Source information Start Marker

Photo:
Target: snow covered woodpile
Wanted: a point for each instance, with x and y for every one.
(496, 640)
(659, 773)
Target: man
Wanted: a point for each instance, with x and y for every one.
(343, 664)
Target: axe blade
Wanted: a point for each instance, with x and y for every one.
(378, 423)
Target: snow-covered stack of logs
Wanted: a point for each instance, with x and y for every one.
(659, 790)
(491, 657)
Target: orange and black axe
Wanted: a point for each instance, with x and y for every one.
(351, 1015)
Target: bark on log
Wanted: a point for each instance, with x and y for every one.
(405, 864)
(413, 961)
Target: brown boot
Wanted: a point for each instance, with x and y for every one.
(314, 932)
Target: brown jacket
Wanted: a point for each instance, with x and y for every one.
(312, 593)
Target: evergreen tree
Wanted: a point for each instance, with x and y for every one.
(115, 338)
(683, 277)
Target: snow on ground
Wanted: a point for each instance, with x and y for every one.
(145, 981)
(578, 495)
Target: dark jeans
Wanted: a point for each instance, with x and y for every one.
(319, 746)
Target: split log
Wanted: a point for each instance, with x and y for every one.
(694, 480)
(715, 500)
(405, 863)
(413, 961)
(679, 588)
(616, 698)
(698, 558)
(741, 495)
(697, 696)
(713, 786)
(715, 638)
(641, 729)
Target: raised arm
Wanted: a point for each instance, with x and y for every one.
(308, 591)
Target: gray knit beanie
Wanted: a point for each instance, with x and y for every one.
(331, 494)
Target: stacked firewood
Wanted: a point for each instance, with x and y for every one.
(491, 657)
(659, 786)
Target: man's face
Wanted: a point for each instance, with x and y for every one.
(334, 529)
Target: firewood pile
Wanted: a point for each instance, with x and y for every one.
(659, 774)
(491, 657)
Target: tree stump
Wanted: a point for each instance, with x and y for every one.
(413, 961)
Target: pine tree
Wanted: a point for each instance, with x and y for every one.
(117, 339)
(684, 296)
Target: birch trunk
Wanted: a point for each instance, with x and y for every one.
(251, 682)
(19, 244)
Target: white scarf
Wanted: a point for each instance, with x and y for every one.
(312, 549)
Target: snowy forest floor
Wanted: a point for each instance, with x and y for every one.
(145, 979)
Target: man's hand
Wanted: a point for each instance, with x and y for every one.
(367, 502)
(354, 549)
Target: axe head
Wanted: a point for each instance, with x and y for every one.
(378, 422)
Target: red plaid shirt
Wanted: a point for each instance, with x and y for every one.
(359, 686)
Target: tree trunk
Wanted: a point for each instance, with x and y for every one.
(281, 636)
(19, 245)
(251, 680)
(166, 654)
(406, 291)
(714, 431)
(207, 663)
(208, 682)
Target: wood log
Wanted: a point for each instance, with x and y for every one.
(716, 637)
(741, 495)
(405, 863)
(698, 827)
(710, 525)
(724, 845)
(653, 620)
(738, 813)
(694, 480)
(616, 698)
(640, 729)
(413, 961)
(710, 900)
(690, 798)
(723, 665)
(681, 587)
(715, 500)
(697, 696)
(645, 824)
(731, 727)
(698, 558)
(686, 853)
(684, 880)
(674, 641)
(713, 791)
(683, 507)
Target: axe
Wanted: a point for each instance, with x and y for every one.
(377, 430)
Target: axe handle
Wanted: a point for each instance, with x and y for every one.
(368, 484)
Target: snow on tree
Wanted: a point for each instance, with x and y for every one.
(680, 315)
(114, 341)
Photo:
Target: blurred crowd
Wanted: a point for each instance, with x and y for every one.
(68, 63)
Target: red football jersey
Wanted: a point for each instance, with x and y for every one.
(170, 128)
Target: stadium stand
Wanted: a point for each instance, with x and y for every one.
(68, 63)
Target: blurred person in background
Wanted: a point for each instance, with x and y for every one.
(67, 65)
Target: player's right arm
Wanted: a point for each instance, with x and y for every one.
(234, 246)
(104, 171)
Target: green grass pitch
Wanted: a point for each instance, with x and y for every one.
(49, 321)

Source information End Marker

*Required action*. When you reach the line that contains "Target: axe blade", stop; output it and every line before it from the start of the data, exactly as written.

*Response*.
Photo:
Target: snow covered woodpile
Wanted: a point for each instance, with x and y for every one.
(496, 640)
(659, 773)
Target: man
Wanted: a point for each instance, with x and y for every one.
(343, 664)
Target: axe blade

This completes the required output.